Work to be completed
Please rewrite the stretch from the line containing "Put a point on the orange surface, one" through the last of the lines below, both ends included, keeping every line in place but multiplying each coordinate in the answers by 1.1 and rounding to whole numbers, halves up. Leave the requests and their wording unchanged.

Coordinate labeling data
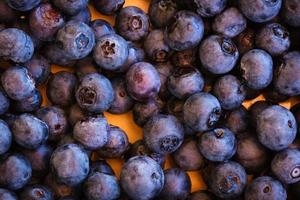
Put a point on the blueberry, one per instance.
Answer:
(201, 111)
(108, 7)
(143, 81)
(5, 137)
(75, 39)
(70, 164)
(45, 21)
(15, 171)
(61, 88)
(274, 38)
(229, 23)
(117, 143)
(92, 132)
(188, 157)
(56, 120)
(95, 93)
(256, 67)
(276, 127)
(142, 178)
(218, 54)
(22, 49)
(132, 23)
(7, 195)
(290, 12)
(17, 83)
(70, 7)
(184, 31)
(250, 153)
(177, 184)
(23, 5)
(29, 132)
(101, 28)
(217, 145)
(265, 187)
(111, 52)
(122, 102)
(101, 186)
(161, 12)
(156, 47)
(36, 192)
(229, 91)
(286, 166)
(185, 81)
(39, 68)
(39, 159)
(260, 11)
(227, 180)
(287, 75)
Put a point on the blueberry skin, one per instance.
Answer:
(21, 5)
(218, 54)
(274, 38)
(265, 187)
(95, 93)
(276, 127)
(29, 104)
(287, 75)
(286, 166)
(101, 186)
(7, 195)
(23, 48)
(70, 7)
(229, 23)
(184, 31)
(185, 81)
(117, 143)
(229, 91)
(290, 12)
(260, 11)
(108, 7)
(177, 185)
(101, 28)
(17, 83)
(256, 67)
(142, 178)
(227, 180)
(56, 119)
(201, 111)
(45, 21)
(111, 52)
(156, 47)
(143, 81)
(29, 132)
(39, 68)
(5, 137)
(35, 192)
(217, 145)
(69, 164)
(122, 102)
(132, 23)
(61, 88)
(39, 159)
(188, 157)
(76, 39)
(250, 153)
(92, 132)
(161, 12)
(16, 171)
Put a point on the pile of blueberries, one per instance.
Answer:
(184, 70)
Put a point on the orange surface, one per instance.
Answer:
(125, 121)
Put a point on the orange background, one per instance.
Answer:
(125, 121)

Written answer
Put a point on the orange surface, one per instance.
Answer:
(138, 133)
Put a point on the orange background, one per instance.
Answer:
(138, 133)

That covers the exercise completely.